Hathor, The Goddess, is worshipped by the artisans of the “Place of Truth.”

égyptophile

Ostracon depicts the face of the goddess Hathor emerging from a lotus flower
19th Dynasty (1550 -1295 BC).
Discovered by Bernard Bruyère during his 1923-1924 excavations in TT 330, the Tomb of Karo in Deir el-Medineh
Department of Egyptian Antiquities of the Louvre Museum – E 12966 – museum photo

This “figured” ostracon comes from the necropolis of the current village of Deir el-Medineh. In ancient times, this place was called the “Place of Truth” and housed the artisans who worked on the digging and decoration of the eternal residences of the Valley of the Kings and the Valley of the Queens. “The village was a royal institution,” and community members lived there and could be buried there. This is how numerous tombs were discovered in two distinct cemeteries (east and west).

“Set Maât her imenty Ouaset” – the “Place of Truth to the west of Thebes” of antiquity
is today the village of Deir el-Medineh

During the excavations of 1923-1924, carried out in the necropolis by Bernard Bruyère, this ostracon was discovered. It was located in TT No. 330, the tomb of Karo, who was a servant of the Place of Truth during the 19th Dynasty.

Before decorating the tombs, the artisan painters – the word artist was apparently not used then – initially practised on shards of limestone or terracotta. These graphic supports – which served as a sort of “rough draft” or preparatory sketch before working “in situ” – are called “ostraca” (singular = ostracon).

This one, 13 cm high and almost 11 cm wide, is covered with a layer of ocher-yellow colour. In its lower part, in the centre, there is an open lotus flower. Very slightly above it, occupying most of the surface, the head of the goddess Hathor flourishes.

While her face usually has round cheeks, here it is clearly triangular, almost stylised, treated in white, while the mouth and nose are sketched in light red lines. The large black eyes are stretched and rise towards the temples; the eyebrows, also black, carefully follow the same curve.

Ostracon depicts the face of the goddess Hathor emerging from a lotus flower
19th Dynasty (1550 -1295 BC).
Discovered by Bernard Bruyère during his 1923-1924 excavations in TT 330, the Tomb of Karo in Deir el-Medineh
Department of Egyptian Antiquities of the Louvre Museum – E 12966 – (museum photo)

(Entries on finding named things)
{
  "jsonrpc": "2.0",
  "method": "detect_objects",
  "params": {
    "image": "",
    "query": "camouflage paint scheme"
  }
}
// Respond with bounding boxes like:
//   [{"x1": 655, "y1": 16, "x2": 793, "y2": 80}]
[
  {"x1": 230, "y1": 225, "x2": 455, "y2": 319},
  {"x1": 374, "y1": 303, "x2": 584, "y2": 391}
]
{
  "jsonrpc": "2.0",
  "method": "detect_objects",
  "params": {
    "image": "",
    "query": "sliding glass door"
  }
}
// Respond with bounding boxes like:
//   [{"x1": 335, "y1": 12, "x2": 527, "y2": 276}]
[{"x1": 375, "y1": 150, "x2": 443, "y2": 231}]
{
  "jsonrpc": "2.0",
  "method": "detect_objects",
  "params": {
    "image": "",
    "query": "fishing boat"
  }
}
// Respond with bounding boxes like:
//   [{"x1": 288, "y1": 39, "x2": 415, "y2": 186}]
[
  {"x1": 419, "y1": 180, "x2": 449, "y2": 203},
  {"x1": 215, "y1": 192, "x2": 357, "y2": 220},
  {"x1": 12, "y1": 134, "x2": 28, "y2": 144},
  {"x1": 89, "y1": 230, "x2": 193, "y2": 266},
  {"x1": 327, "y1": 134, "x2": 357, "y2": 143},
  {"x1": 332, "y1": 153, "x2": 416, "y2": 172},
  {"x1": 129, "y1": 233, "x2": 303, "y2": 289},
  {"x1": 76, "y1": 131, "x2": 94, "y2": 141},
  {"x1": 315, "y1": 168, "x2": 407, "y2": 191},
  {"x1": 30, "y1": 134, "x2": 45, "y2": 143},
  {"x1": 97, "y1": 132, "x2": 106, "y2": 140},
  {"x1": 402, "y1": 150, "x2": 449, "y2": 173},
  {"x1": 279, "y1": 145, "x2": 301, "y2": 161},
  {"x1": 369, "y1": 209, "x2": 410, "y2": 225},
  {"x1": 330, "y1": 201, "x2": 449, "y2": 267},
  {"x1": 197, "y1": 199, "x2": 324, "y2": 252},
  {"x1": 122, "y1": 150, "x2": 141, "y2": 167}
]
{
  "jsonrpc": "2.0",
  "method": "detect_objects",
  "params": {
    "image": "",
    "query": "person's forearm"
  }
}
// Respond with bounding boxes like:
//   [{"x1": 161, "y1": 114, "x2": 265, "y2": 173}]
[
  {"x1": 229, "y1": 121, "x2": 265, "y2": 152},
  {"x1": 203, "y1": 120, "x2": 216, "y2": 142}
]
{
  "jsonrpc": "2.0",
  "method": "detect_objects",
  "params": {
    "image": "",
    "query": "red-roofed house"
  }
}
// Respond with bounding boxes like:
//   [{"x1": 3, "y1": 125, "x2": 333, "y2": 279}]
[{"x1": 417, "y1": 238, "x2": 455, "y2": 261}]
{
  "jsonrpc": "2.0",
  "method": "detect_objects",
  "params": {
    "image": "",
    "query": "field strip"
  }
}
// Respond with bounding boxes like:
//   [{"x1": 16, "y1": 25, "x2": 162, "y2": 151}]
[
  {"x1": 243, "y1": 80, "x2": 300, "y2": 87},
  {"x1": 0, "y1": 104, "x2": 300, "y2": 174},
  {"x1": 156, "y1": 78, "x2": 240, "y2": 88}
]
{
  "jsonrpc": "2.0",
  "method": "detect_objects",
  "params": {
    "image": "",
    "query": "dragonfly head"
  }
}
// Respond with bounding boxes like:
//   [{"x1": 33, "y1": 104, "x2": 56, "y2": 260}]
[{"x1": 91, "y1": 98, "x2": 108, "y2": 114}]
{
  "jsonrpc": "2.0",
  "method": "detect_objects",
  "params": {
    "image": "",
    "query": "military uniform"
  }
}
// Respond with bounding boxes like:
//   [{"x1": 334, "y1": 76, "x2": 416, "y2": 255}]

■ **TASK SET**
**A.** Summarize the piece on the Hathor ostracon in two sentences.
**B.** In the piece on the Hathor ostracon, how large is the ostracon?
**C.** Write the next paragraph of the piece on the Hathor ostracon, continuing after its final caption.
The records were taken from a separate source.

■ **PER-TASK ANSWERS**
**A.** An ostracon showing the goddess Hathor's face emerging from a lotus flower was found by Bernard Bruyère during his 1923-1924 excavations in TT 330, the tomb of Karo, at Deir el-Medineh, the ancient "Place of Truth" where the artisans who dug and decorated the tombs of the Valley of the Kings and the Valley of the Queens lived. Painters practiced on such shards of limestone or terracotta before working in the tombs, and this one, covered in ocher-yellow, shows Hathor with an unusually triangular white face and large black eyes.

**B.** It is 13 cm high and almost 11 cm wide.

**C.**
The dark blue hair is covered with a few black lines, signifying the texture of the strands of hair. It is separated in the middle, then passes behind the cow’s ears before very closely following the shape of the face. The hair parts at the neck move outwards before ending in a large curl.

Her head is surmounted by a “kind of abacus”, elegant in shape, treated in shades of red-ochre outlined in black. Above is inscribed a beautiful line of hieroglyphs, spaced and traced in black, the translation of which is “Hathor who reigns over the sky of Thebes”.

Her neck is adorned with a large, colourful “ousekh” type collar, which seems to be made up of black and ocher-red rows.

In the lower-left corner, a man is depicted. While his feet are at the level of the lotus flower, his head barely reaches the level of the hathoric ears. He is in a walking attitude; his body is simply covered in a short loincloth. His black hair reaches above his shoulders. His eye, very stretched, is also black.

Bernard Bruyère – Egyptologist
(Besançon 10-11-1879 – Saint-Germain-en-Laye 4-12-1971)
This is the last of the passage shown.